Nelson Mandela Children's Parliament

The Nelson Mandela Children's Parliament (NMCP) programme was established to celebrate the values, principles and commitment of Mr Nelson Mandela to the children of South Africa, by giving children meaningful opportunities to participate, direct and influence decisions made on their behalf or in their best interest. Over the past 10 years, the hosting of the NMCP rotated across all provinces to create an opportunity for the children of South Africa to participate equally.

=== Sustainable Livelihoods ===
The Fund's Sustainable Livelihoods Project (SLP) was introduced in 2009 to address poverty experienced by families, especially in areas that have been identified by government as nodal points. These are areas that have a high rate of unemployment, low production because of various reasons and sometimes isolated in terms of securing basic services. The SLP aim to strengthen families and communities to cope with the situation of vulnerability while creating a better life and brighter future for the children.

■ **MATERIAL PROVIDED**:
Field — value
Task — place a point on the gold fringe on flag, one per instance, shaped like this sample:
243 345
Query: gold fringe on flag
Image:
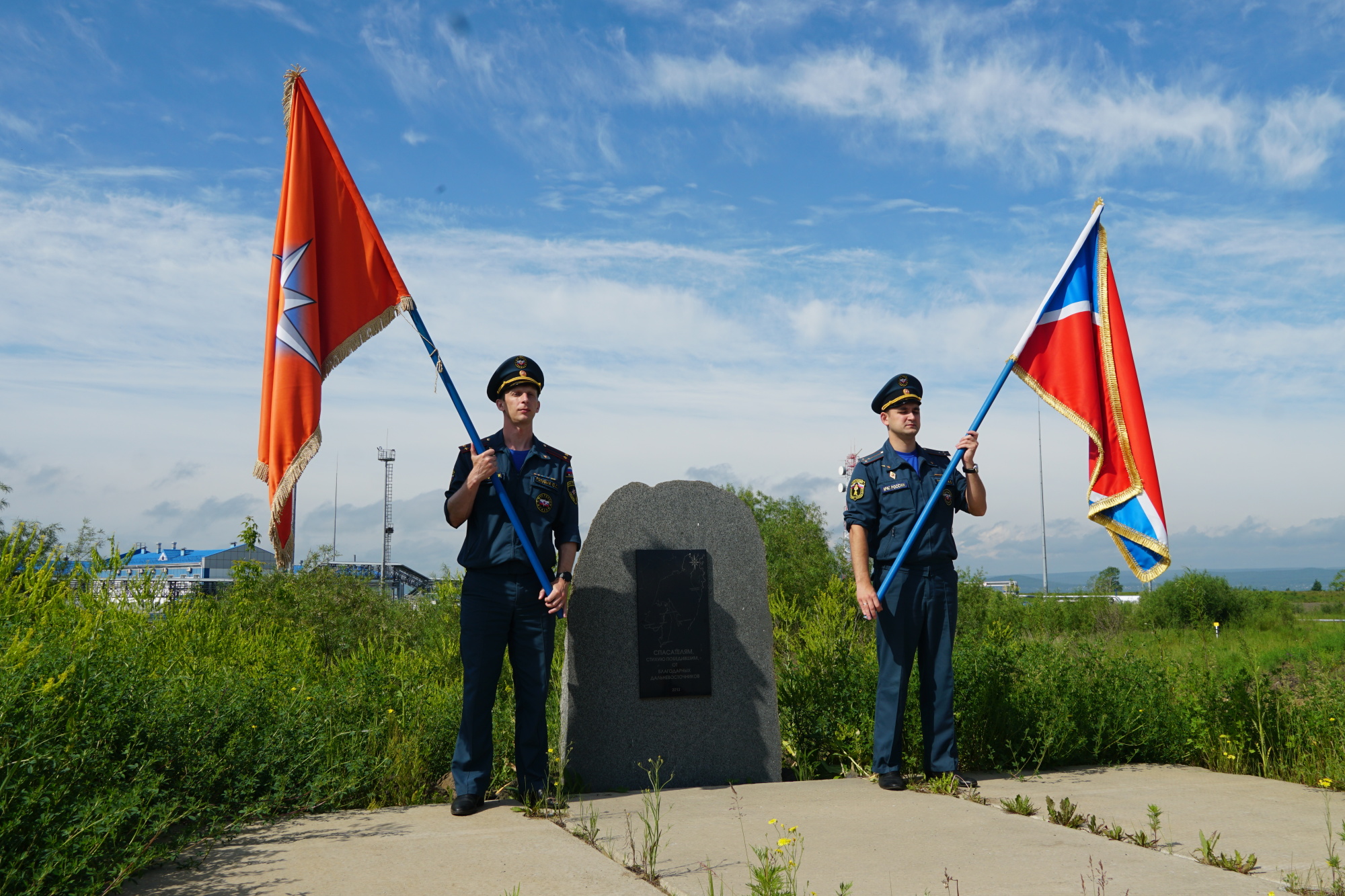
291 76
365 334
286 553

■ **TASK OBJECTIVE**:
Please transcribe part of the Nelson Mandela Children's Parliament text above, starting at the words "The Nelson Mandela" and stopping after the words "to participate equally.".

■ **ANSWER TO THIS EXERCISE**:
The Nelson Mandela Children's Parliament (NMCP) programme was established to celebrate the values, principles and commitment of Mr Nelson Mandela to the children of South Africa, by giving children meaningful opportunities to participate, direct and influence decisions made on their behalf or in their best interest. Over the past 10 years, the hosting of the NMCP rotated across all provinces to create an opportunity for the children of South Africa to participate equally.